## BEGIN Document text

New in version 0.1.7.

class quapy.classification.calibration.BCTSCalibration(classifier, val_split=5, n_jobs=None, verbose=False)

Bases: RecalibratedProbabilisticClassifierBase

Applies the Bias-Corrected Temperature Scaling (BCTS) calibration method from abstention.calibration, as defined in Alexandari et al. paper:

  • classifier – a scikit-learn probabilistic classifier

  • val_split – indicate an integer k for performing kFCV to obtain the posterior prevalences, or a float p in (0,1) to indicate that the posteriors are obtained in a stratified validation split containing p% of the training instances (the rest is used for training). In any case, the classifier is retrained in the whole training set afterwards. Default value is 5.

  • n_jobs – indicate the number of parallel workers (only when val_split is an integer)

  • verbose – whether or not to display information in the standard output

class quapy.classification.calibration.NBVSCalibration(classifier, val_split=5, n_jobs=None, verbose=False)

## END Document text
## BEGIN Records supplied

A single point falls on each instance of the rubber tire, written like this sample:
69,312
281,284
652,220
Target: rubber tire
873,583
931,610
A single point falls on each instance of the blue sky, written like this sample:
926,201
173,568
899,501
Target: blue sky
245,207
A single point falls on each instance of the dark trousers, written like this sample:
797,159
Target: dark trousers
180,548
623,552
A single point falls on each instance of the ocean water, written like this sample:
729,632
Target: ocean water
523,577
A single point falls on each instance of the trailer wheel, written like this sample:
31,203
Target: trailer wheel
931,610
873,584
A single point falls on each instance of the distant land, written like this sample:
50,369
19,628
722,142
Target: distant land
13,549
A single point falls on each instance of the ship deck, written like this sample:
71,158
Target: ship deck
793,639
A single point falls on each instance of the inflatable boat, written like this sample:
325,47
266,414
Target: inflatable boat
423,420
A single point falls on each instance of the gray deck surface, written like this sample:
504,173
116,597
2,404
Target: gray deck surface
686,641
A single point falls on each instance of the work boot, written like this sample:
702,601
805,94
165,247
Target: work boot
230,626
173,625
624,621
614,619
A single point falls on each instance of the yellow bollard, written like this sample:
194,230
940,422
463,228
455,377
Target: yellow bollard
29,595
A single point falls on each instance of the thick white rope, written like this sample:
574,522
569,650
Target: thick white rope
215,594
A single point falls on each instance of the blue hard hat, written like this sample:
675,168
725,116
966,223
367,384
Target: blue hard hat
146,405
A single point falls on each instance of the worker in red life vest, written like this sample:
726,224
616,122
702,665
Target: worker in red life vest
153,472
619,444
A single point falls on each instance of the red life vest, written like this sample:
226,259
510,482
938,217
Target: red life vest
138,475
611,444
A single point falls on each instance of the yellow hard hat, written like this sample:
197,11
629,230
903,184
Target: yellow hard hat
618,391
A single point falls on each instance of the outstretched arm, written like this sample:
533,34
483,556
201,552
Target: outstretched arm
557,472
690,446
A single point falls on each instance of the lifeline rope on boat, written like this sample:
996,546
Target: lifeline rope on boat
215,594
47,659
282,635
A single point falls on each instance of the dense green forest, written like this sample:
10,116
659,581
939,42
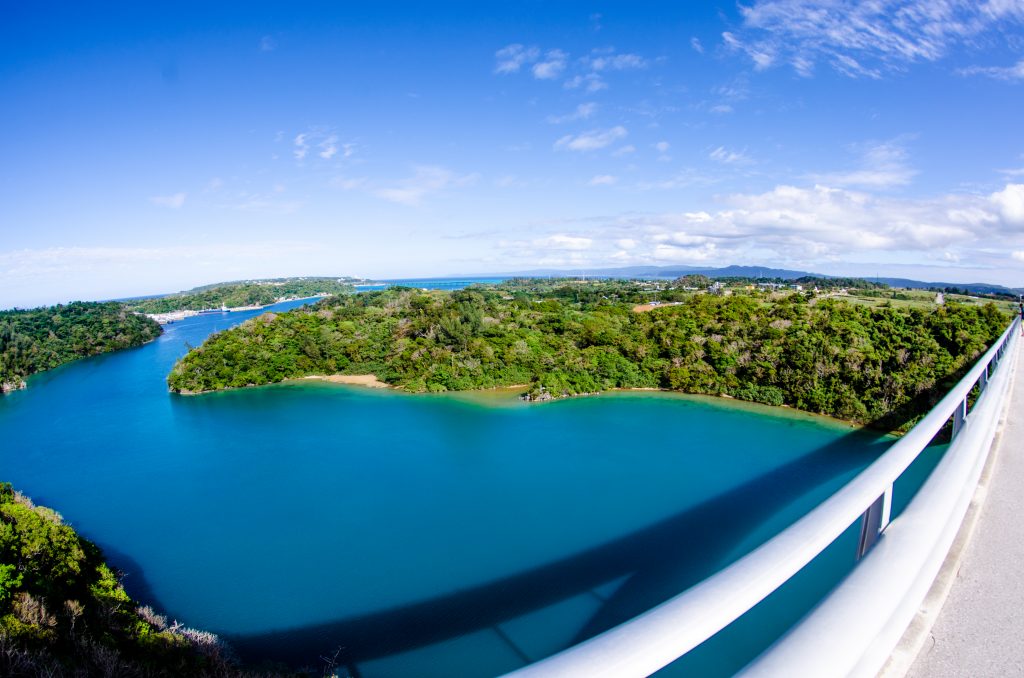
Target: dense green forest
250,293
880,366
64,612
43,338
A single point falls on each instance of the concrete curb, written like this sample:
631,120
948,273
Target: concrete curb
919,633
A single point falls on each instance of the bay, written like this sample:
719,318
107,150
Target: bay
423,535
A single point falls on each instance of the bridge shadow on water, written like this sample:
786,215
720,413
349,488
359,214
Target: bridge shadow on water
658,561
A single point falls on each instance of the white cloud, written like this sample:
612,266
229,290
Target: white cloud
1010,202
865,39
999,73
590,82
514,56
617,62
173,202
326,142
552,66
591,140
329,146
817,227
301,146
583,112
726,157
426,180
562,242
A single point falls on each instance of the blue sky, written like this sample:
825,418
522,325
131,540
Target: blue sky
151,150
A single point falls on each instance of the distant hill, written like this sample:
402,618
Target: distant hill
762,271
676,271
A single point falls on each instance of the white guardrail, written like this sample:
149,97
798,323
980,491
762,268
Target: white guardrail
855,628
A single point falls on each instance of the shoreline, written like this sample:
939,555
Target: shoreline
512,395
180,314
368,380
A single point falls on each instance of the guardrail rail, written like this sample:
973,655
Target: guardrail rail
855,628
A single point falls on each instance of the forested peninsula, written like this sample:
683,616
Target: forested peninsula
242,294
882,366
44,338
64,611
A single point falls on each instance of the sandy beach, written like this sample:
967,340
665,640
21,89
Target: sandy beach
357,379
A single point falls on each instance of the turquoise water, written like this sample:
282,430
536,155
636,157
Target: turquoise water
423,535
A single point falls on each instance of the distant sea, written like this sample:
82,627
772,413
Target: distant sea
423,535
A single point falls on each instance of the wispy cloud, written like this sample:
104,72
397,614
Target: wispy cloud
864,39
426,180
811,224
583,112
1010,202
329,146
552,66
590,82
882,165
173,202
999,73
514,56
592,140
301,146
584,73
725,157
608,60
326,142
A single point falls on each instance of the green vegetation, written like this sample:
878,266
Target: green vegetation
43,338
62,611
249,293
879,366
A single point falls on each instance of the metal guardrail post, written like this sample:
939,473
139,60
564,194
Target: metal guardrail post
655,638
960,416
873,521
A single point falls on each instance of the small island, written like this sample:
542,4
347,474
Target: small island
44,338
807,348
241,295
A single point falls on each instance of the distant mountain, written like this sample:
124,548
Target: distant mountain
676,271
974,288
762,271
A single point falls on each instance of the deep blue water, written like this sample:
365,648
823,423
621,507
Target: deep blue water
423,535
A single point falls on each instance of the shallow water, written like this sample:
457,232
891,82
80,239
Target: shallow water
423,535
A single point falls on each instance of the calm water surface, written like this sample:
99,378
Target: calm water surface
421,535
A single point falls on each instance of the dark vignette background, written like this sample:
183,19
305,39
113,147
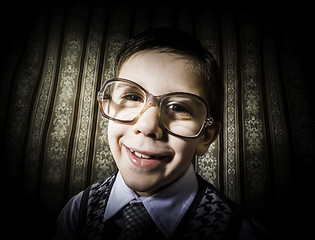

## END Records supplied

### Task A
Answer these questions about the BCTS calibration documentation:
(i) In which version was this class introduced?
(ii) What is the default value of val_split?
(iii) In what case does n_jobs apply?
### Task B
Display every line of the entries that contains the string "trousers".
The documentation text and the entries are unrelated material.

### Worked solution A
(i) Version 0.1.7.
(ii) 5.
(iii) Only when val_split is an integer.

### Worked solution B
A single point falls on each instance of the dark trousers, written like this sample:
Target: dark trousers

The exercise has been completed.